Work request: Beginning at the line containing "Where can you spot the black tire?", output every line to the end of the data below exactly as it appears.

The records:
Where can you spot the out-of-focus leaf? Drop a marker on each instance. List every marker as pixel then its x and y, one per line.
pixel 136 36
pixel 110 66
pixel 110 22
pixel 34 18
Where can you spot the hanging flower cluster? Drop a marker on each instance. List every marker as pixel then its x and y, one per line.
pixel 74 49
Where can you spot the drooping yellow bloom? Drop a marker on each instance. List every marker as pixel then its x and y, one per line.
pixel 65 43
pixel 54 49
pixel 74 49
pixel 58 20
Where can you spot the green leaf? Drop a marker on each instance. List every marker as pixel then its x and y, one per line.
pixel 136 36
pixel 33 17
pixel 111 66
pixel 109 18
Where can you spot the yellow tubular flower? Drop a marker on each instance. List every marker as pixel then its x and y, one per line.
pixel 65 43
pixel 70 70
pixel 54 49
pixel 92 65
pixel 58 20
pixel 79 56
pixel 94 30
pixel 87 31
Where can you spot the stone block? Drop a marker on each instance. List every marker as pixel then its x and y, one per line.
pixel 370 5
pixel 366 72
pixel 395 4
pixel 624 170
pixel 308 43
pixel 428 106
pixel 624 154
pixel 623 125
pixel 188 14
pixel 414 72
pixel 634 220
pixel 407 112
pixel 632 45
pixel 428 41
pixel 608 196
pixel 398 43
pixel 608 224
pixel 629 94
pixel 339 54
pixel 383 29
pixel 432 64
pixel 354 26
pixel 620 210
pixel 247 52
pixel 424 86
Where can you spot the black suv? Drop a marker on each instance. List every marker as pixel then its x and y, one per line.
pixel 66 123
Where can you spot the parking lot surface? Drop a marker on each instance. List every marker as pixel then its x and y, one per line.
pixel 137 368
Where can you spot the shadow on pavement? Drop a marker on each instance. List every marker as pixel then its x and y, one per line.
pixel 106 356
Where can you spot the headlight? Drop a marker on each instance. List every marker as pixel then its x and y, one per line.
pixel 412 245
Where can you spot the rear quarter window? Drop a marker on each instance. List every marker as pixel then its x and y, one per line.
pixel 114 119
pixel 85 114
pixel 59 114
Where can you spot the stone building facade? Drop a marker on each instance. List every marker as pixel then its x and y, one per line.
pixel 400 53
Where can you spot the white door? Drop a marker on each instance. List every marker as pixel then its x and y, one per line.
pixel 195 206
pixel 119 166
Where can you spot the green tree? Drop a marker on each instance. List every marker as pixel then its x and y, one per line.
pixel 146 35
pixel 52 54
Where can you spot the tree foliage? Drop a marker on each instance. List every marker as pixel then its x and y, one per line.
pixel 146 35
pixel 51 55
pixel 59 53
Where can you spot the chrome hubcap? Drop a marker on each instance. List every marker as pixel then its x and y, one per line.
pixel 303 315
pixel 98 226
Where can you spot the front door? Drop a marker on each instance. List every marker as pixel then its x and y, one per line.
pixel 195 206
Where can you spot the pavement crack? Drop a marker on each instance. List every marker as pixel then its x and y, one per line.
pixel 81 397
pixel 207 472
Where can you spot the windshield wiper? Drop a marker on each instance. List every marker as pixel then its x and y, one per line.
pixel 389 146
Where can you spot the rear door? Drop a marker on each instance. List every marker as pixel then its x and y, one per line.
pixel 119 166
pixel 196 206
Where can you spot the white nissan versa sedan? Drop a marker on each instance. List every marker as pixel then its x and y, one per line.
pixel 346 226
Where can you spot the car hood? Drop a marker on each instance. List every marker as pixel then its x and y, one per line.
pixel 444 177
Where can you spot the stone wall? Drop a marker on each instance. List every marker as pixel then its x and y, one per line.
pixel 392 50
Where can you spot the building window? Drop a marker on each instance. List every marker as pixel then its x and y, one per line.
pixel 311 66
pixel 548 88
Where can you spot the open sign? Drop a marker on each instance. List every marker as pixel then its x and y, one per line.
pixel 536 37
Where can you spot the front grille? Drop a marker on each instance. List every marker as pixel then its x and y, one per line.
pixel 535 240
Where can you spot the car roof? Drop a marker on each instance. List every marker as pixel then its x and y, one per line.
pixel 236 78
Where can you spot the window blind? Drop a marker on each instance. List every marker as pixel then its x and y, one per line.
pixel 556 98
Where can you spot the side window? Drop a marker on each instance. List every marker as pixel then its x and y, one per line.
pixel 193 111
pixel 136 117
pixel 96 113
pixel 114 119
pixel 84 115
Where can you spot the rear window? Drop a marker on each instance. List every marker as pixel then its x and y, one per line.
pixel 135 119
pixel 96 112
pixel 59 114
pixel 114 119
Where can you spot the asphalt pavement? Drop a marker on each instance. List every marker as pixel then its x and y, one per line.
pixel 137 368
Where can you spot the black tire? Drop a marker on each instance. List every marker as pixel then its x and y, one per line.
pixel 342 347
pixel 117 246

Exercise result:
Where can you spot the black tire? Drop a marker on each instance. List every marker as pixel then its x and y, one per line.
pixel 342 347
pixel 117 246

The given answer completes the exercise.